**Problem details**
Switch every "sconce" to "light fixture" in the stretch of lines from the one containing "task: provide the mask of every instance of the **wall" through the one containing "728), (839, 742)]". Return only those lines, with nothing else changed.

──────── Material

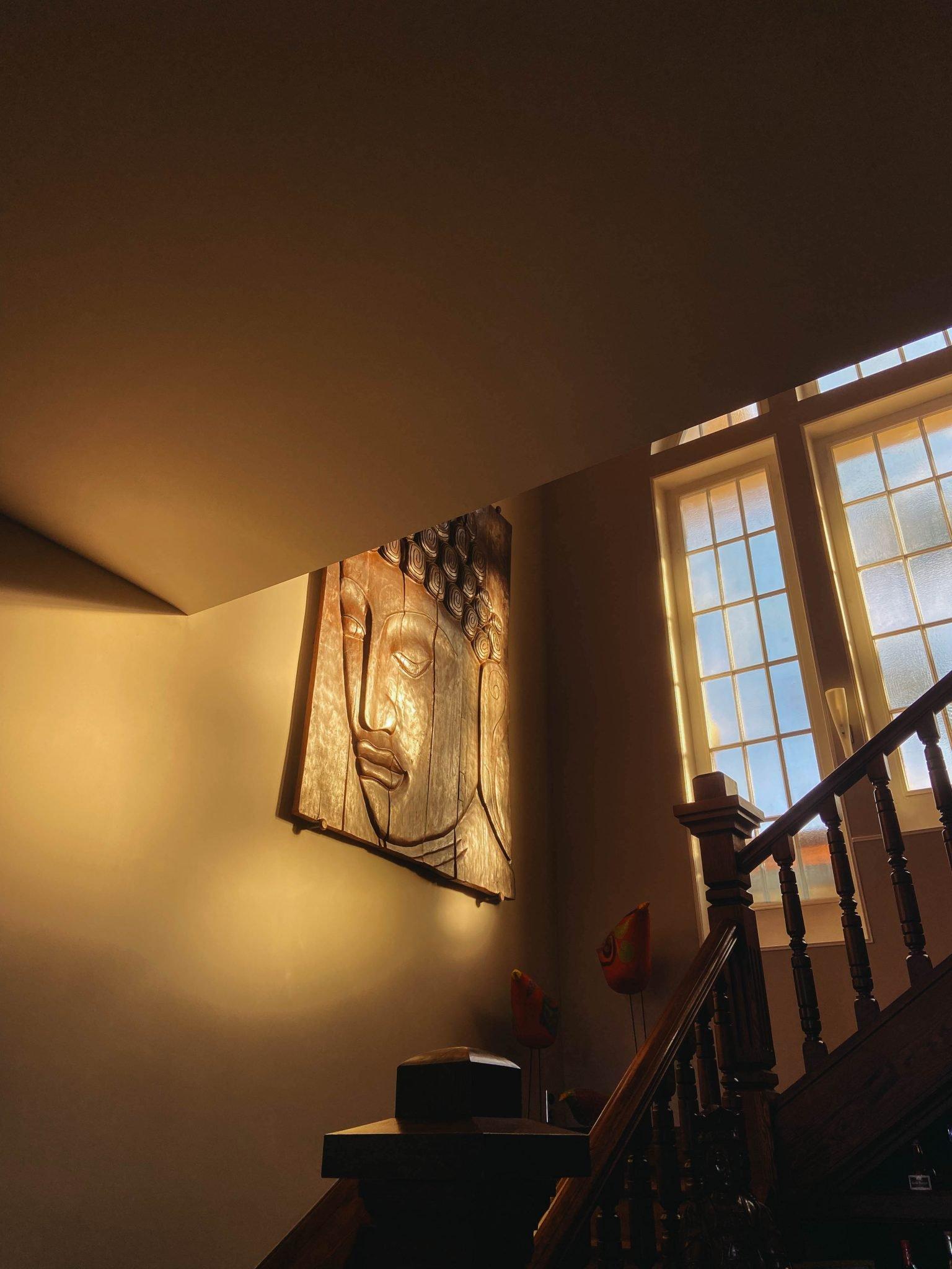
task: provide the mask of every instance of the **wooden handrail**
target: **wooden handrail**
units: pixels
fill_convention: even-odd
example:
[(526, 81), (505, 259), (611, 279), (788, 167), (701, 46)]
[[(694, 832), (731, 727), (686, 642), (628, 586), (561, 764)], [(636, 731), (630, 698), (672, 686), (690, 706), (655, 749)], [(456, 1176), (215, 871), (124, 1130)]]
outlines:
[(737, 853), (737, 868), (750, 873), (764, 859), (769, 858), (777, 843), (782, 838), (793, 836), (805, 824), (819, 815), (820, 807), (834, 794), (845, 793), (866, 775), (869, 763), (885, 754), (891, 754), (899, 749), (904, 740), (908, 740), (927, 716), (934, 716), (952, 702), (952, 671), (934, 683), (928, 692), (924, 692), (918, 700), (896, 714), (892, 722), (886, 723), (882, 731), (867, 740), (854, 754), (830, 774), (820, 780), (809, 793), (795, 802), (793, 806), (778, 816), (769, 829), (764, 829), (748, 845)]
[(592, 1175), (571, 1178), (559, 1185), (536, 1233), (531, 1269), (555, 1266), (592, 1217), (599, 1190), (621, 1164), (632, 1133), (651, 1107), (651, 1099), (713, 991), (737, 938), (736, 926), (721, 921), (698, 948), (678, 990), (592, 1128)]

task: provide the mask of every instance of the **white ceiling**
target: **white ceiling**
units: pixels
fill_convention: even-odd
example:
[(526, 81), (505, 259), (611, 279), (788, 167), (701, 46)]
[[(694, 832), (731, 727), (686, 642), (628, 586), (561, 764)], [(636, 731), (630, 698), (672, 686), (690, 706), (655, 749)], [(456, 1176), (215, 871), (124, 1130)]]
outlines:
[(892, 9), (13, 3), (0, 509), (192, 612), (948, 325)]

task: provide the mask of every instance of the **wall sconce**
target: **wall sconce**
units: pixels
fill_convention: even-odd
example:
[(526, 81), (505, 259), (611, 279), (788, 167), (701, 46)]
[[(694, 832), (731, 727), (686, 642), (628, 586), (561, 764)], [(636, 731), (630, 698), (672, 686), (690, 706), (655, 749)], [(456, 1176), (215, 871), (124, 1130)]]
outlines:
[(843, 746), (843, 755), (844, 758), (849, 758), (853, 753), (853, 733), (849, 730), (847, 689), (828, 688), (824, 695), (826, 697), (826, 708), (830, 711), (830, 718), (833, 718), (833, 726), (836, 728), (839, 742)]

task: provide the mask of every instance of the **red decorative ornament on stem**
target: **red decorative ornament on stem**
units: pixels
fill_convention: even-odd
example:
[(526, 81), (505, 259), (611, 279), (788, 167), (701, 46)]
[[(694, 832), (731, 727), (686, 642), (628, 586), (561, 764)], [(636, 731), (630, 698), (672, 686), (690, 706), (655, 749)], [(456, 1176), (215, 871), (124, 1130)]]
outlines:
[(632, 997), (641, 996), (641, 1025), (647, 1038), (645, 1022), (645, 987), (651, 977), (651, 915), (647, 904), (638, 904), (627, 916), (623, 916), (605, 935), (598, 949), (602, 973), (612, 991), (628, 997), (631, 1029), (635, 1036), (635, 1052), (638, 1048), (638, 1033), (635, 1027), (635, 1004)]
[(538, 1067), (539, 1118), (545, 1119), (542, 1090), (543, 1048), (555, 1044), (559, 1036), (559, 1001), (547, 996), (534, 978), (520, 970), (513, 970), (509, 983), (509, 1000), (513, 1006), (513, 1034), (529, 1051), (529, 1082), (526, 1093), (526, 1115), (532, 1105), (532, 1067), (533, 1060)]

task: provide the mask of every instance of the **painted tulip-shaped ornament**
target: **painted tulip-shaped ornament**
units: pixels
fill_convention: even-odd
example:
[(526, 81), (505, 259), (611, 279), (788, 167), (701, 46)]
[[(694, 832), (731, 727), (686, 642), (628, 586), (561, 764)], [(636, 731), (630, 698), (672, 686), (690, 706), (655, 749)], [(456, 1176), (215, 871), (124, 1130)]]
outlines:
[(555, 1044), (559, 1036), (559, 1001), (547, 996), (534, 978), (520, 970), (513, 970), (509, 982), (509, 1000), (513, 1006), (513, 1034), (529, 1051), (529, 1081), (526, 1091), (526, 1115), (532, 1105), (532, 1067), (538, 1070), (539, 1118), (545, 1119), (545, 1094), (542, 1089), (542, 1049)]
[(651, 915), (647, 904), (638, 904), (609, 930), (598, 949), (598, 959), (612, 991), (628, 997), (631, 1029), (637, 1052), (638, 1032), (635, 1025), (633, 1003), (636, 992), (641, 996), (641, 1027), (647, 1038), (645, 987), (651, 976)]

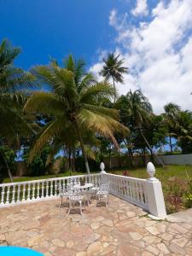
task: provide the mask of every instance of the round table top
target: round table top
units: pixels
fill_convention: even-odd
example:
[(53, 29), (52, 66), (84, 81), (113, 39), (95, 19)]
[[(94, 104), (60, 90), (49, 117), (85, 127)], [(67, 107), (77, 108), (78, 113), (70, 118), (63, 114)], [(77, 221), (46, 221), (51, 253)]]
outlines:
[(43, 256), (42, 253), (32, 249), (17, 247), (0, 247), (0, 255), (2, 256)]
[(74, 185), (75, 189), (89, 189), (94, 187), (93, 183), (85, 183), (84, 185), (81, 186), (80, 184), (76, 184)]

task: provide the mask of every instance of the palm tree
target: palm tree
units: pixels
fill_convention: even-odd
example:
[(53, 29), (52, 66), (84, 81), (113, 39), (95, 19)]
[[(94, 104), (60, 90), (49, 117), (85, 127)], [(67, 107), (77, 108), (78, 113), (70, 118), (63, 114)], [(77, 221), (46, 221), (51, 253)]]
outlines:
[(164, 121), (168, 128), (169, 145), (171, 148), (171, 153), (172, 154), (172, 137), (174, 136), (174, 127), (177, 126), (177, 116), (178, 112), (180, 111), (180, 107), (170, 102), (164, 107), (164, 109), (166, 113), (163, 114), (163, 117)]
[(113, 53), (108, 54), (108, 58), (103, 58), (105, 63), (100, 74), (102, 75), (107, 80), (109, 79), (113, 79), (113, 89), (114, 89), (114, 103), (116, 102), (116, 83), (123, 83), (123, 74), (128, 73), (128, 67), (122, 67), (124, 60), (119, 59), (119, 55), (115, 56)]
[[(13, 48), (8, 40), (0, 44), (0, 138), (1, 142), (15, 144), (19, 132), (28, 125), (18, 111), (24, 97), (21, 90), (32, 85), (33, 77), (14, 66), (14, 61), (20, 54), (19, 48)], [(20, 128), (19, 128), (20, 126)], [(27, 130), (26, 129), (26, 130)], [(3, 152), (0, 152), (4, 160), (11, 182), (13, 177)]]
[(67, 139), (78, 138), (90, 173), (84, 133), (96, 132), (118, 147), (113, 133), (128, 130), (119, 122), (117, 110), (102, 107), (103, 97), (111, 98), (113, 89), (107, 82), (98, 83), (91, 73), (85, 73), (84, 63), (74, 61), (70, 55), (61, 67), (54, 61), (49, 66), (34, 67), (33, 73), (43, 84), (50, 87), (49, 92), (35, 92), (27, 101), (24, 110), (49, 114), (54, 119), (39, 134), (32, 150), (31, 158), (42, 145), (59, 137), (65, 131)]
[(137, 90), (134, 92), (130, 90), (126, 95), (126, 98), (131, 122), (135, 128), (138, 129), (151, 154), (163, 165), (162, 160), (156, 156), (143, 131), (143, 125), (149, 126), (151, 115), (153, 114), (150, 102), (140, 90)]

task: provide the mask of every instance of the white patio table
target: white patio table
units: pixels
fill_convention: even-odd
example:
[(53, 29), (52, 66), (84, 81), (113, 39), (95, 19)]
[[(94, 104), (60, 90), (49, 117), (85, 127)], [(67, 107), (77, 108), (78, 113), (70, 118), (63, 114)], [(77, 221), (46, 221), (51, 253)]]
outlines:
[(80, 190), (85, 190), (85, 189), (90, 189), (92, 187), (94, 187), (93, 183), (85, 183), (84, 185), (76, 184), (73, 186), (74, 189), (78, 189)]
[(84, 185), (76, 184), (73, 186), (75, 189), (79, 189), (81, 194), (85, 195), (85, 201), (87, 201), (88, 206), (90, 205), (90, 200), (91, 197), (91, 193), (90, 193), (90, 189), (93, 187), (93, 183), (85, 183)]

────────────────

**Correct result**
task: provide the mask of every instance of the **wall light fixture**
target: **wall light fixture**
units: pixels
fill_convention: even-odd
example:
[(526, 81), (505, 259), (611, 279), (788, 167), (701, 46)]
[[(694, 832), (731, 727), (686, 642), (628, 586), (561, 764)], [(636, 731), (630, 698), (672, 686), (690, 706), (655, 749)], [(456, 1176), (215, 871), (124, 1130)]]
outlines:
[(843, 746), (843, 755), (844, 758), (849, 758), (853, 753), (853, 733), (849, 730), (847, 689), (828, 688), (824, 695), (826, 697), (826, 708), (830, 711), (830, 718), (833, 718), (833, 726), (836, 728), (839, 742)]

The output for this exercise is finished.